Microsoft Excel
Back to jkp-ads.com

Ron de Bruin
Excel Automation

Microsoft MVP Program

Cleaning "Dirty" Data

Important message to visitors of this page

Ron de Bruin decided to remove all Windows Excel content from his website for personal reasons. If you want to know why, head over to rondebruin.nl.

Luckily, Ron was kind enough to allow me to publish all of his Excel content here.

Most of these pages are slightly outdated and may contain links that don 't work. Please inform me if you find such an error and I'll try to fix it.

Kind regards

Jan Karel Pieterse


To
1. Remove excess spaces,
2. Substitute " " for all CHAR(160), and non printing characters (especially CHAR(10)) and,
3. Remove ".", "?" and "!" from end of text:

These are formulas or derivations from them are especially, but not solely, used for preliminary handling of "bad" text entries and "bad" imported data.

Use:
=TRIM(CLEAN(SUBSTITUTE(LEFT(TRIM(A7),LEN(TRIM(A7))-OR(RIGHT(TRIM(A7))={"?","!","."})),CHAR(160)," ")))

☆ ☆ ☆ ☆ ☆ ☆ ☆

▶ [Instruction a]: Using the page on cleaning dirty data in Excel, decide whether each statement agrees with it. For each one, answer yes or no and quote the words from the page that decide it. (i) Ron de Bruin removed his Windows Excel content for professional reasons. (ii) The formulas are meant only for handling imported data. (iii) Readers are asked to report links that don't work.
The Excel page and the records come from different sources.

▶ [Provided records]:
☆ ☆ ☆ ☆ ☆ ☆ ☆

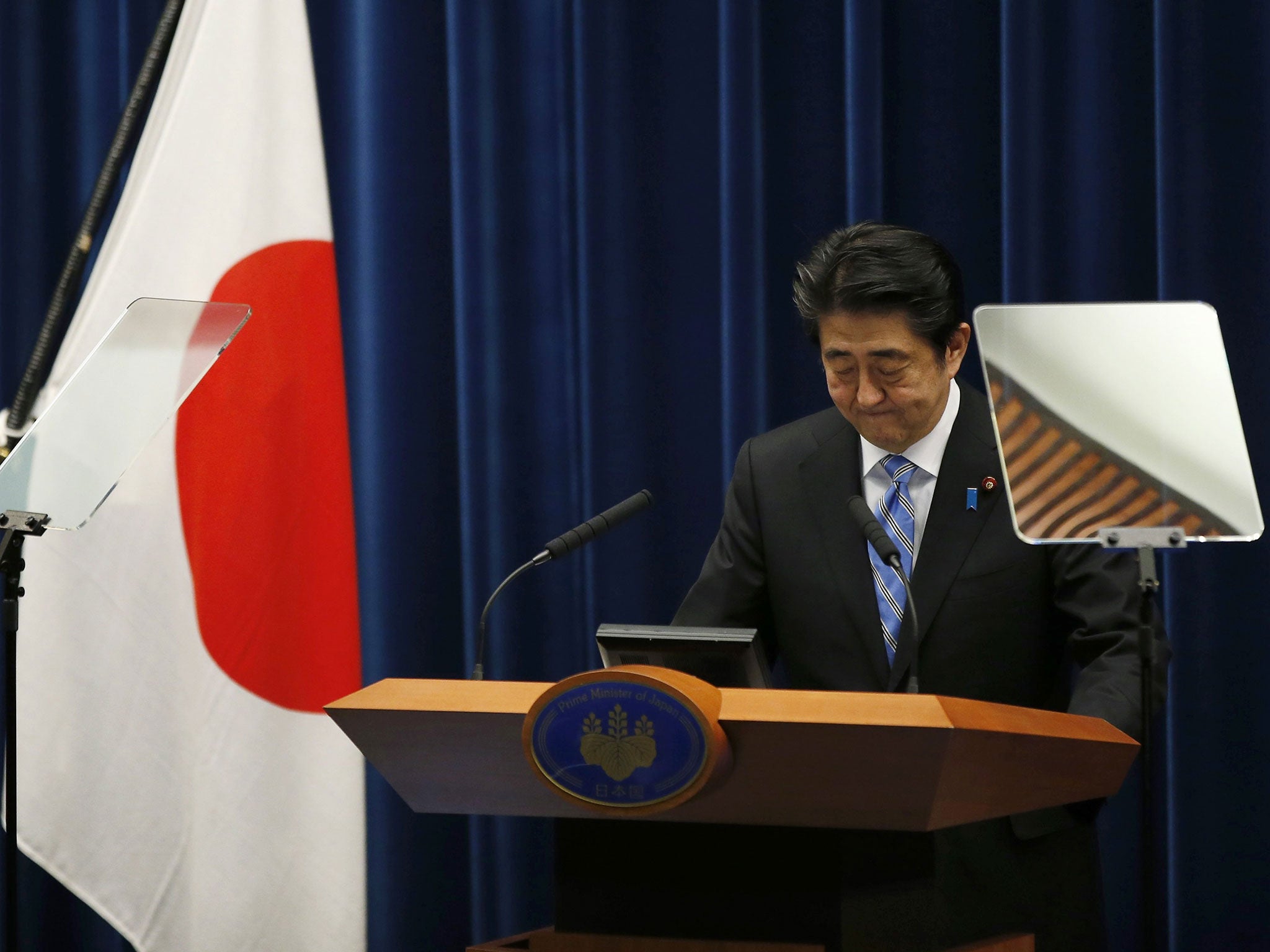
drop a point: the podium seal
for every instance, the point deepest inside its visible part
(626, 741)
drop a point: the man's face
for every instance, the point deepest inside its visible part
(886, 379)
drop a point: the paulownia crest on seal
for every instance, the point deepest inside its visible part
(618, 752)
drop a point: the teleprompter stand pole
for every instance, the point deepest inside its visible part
(16, 526)
(1146, 541)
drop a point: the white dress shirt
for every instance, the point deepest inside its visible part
(925, 454)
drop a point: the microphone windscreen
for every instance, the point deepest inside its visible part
(597, 526)
(873, 531)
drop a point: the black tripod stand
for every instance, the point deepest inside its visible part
(16, 526)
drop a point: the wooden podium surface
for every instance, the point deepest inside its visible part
(802, 758)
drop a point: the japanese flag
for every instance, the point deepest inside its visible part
(175, 770)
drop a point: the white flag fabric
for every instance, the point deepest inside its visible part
(175, 770)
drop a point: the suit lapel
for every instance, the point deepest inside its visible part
(831, 477)
(951, 528)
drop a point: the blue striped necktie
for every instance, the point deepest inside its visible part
(895, 514)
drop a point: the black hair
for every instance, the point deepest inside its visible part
(873, 268)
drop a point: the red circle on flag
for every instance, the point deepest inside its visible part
(266, 489)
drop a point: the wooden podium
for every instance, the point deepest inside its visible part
(739, 867)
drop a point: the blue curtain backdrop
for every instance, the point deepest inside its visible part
(566, 234)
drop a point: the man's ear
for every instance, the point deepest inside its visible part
(956, 351)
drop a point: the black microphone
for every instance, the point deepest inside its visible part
(559, 547)
(886, 549)
(596, 527)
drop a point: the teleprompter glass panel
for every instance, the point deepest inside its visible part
(110, 409)
(1114, 415)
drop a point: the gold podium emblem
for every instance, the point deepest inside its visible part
(618, 752)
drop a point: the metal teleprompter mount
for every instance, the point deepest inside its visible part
(1143, 537)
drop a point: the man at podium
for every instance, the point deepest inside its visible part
(1037, 626)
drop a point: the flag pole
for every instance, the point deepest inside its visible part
(50, 338)
(68, 283)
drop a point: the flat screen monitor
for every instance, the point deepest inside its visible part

☆ ☆ ☆ ☆ ☆ ☆ ☆

▶ [Instruction b]: In the records, copy out the lines word for word, starting at the line that contains "drop a point: the suit lapel" and ending at the line that contains "(1114, 415)", both included.

▶ [Complete response a]:
(i) No: "Ron de Bruin decided to remove all Windows Excel content from his website for personal reasons."
(ii) No: "especially, but not solely, used for preliminary handling of"
(iii) Yes: "Please inform me if you find such an error and I'll try to fix it."

▶ [Complete response b]:
drop a point: the suit lapel
for every instance, the point deepest inside its visible part
(831, 477)
(951, 528)
drop a point: the blue striped necktie
for every instance, the point deepest inside its visible part
(895, 514)
drop a point: the black hair
for every instance, the point deepest inside its visible part
(873, 268)
drop a point: the red circle on flag
for every instance, the point deepest inside its visible part
(266, 489)
drop a point: the wooden podium
for every instance, the point deepest inside its visible part
(739, 867)
drop a point: the blue curtain backdrop
for every instance, the point deepest inside its visible part
(566, 234)
drop a point: the man's ear
for every instance, the point deepest inside its visible part
(956, 351)
drop a point: the black microphone
for every instance, the point deepest inside its visible part
(559, 547)
(886, 549)
(596, 527)
drop a point: the teleprompter glass panel
for every instance, the point deepest inside its visible part
(110, 409)
(1114, 415)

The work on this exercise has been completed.